[[ Task material open ]]
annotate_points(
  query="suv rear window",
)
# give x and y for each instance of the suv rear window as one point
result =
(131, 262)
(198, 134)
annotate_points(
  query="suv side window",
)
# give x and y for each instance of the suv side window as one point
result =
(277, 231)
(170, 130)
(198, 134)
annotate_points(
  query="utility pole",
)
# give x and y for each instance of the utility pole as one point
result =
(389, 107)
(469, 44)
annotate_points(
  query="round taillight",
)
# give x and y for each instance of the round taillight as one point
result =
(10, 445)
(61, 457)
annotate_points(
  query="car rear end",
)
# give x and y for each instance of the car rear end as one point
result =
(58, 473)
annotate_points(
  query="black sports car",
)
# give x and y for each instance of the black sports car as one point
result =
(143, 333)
[[ Task material closed ]]
[[ Task material open ]]
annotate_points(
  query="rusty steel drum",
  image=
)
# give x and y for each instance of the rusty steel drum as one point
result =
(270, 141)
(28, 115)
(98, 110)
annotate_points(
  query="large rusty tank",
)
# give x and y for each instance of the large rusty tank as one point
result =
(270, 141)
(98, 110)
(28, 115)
[[ Task material closed ]]
◆ Directions for this task
Copy out each line of the records that holds the string "large".

◆ Task response
  query="large rusty tank",
# give x and y for each instance of the large rusty tank as one point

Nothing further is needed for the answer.